◆ Work instruction A
Answer these questions about the article on Mohamed Nazim and Sheikh Imran Abdulla, one answer per line:
(i) How long is the jail sentence Nazim is serving?
(ii) What is Imran charged with?
(iii) At which hospital were doctors unable to reach a definitive diagnosis about Nazim's eyesight?
◆ Work instruction B
Reproduce word for word the part of the article on Nazim and Imran starting at "The Supreme Court’s" and ending at "over their health.".

◆ Excerpt
Former defence minister Mohamed Nazim’s appeal of a weapons smuggling conviction and Adhaalath Party President Sheikh Imran Abdulla’s terrorism trial are “lost in judicial bureaucracy,” lawyers have said.
The Supreme Court’s decision to divide the nine-member High Court bench to three branches has stalled appeals filed over Nazim’s conviction and Imran’s continued detention.
Imran was transferred from a remand center to a low-security prison this week without explanation. Only one hearing in his terrorism trial has been held since June. He is charged with inciting violence at a historic antigovernment protest.
The criminal court, meanwhile, has said it is building a new courtroom to hold further hearings, but it is not clear when the court room will be built.
Both Nazim and Imran’s family have expressed concern over their health.
Nazim is serving an 11-year jail sentence. An appeal which began in mid-June was stalled half-way when two of the five-judges were transferred to a newly created High Court branch in the south.
Husnu Suood, who represents both Nazim and Imran, said the former minister’s family has requested the Civil Court to allow him to travel abroad for treatment.
“The case has not been scheduled and it is unclear whether the court has even accepted the case,” he said.
Nazim’s brother Adam Azim told The Maldives Independent that the retired colonel’s eyesight was rapidly deteriorating and that doctors at the Indira Gandi Memorial Hospital (IGMH) were unable to reach a definitive diagnosis.
Doctors have recommended that Nazim be sent abroad for treatment when he was brought to Malé for the latest doctor’s consultation last week, Azim said.
The Maldives Correctional Services said it is unaware of a doctor’s recommendation for treatment abroad.

◆ Excerpted records
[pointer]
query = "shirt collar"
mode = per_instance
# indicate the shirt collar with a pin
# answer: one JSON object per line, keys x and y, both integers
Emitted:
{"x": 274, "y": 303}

◆ Answer space A
(i) 11 years.
(ii) Inciting violence at a historic antigovernment protest.
(iii) The Indira Gandi Memorial Hospital (IGMH).

◆ Answer space B
The Supreme Court’s decision to divide the nine-member High Court bench to three branches has stalled appeals filed over Nazim’s conviction and Imran’s continued detention.
Imran was transferred from a remand center to a low-security prison this week without explanation. Only one hearing in his terrorism trial has been held since June. He is charged with inciting violence at a historic antigovernment protest.
The criminal court, meanwhile, has said it is building a new courtroom to hold further hearings, but it is not clear when the court room will be built.
Both Nazim and Imran’s family have expressed concern over their health.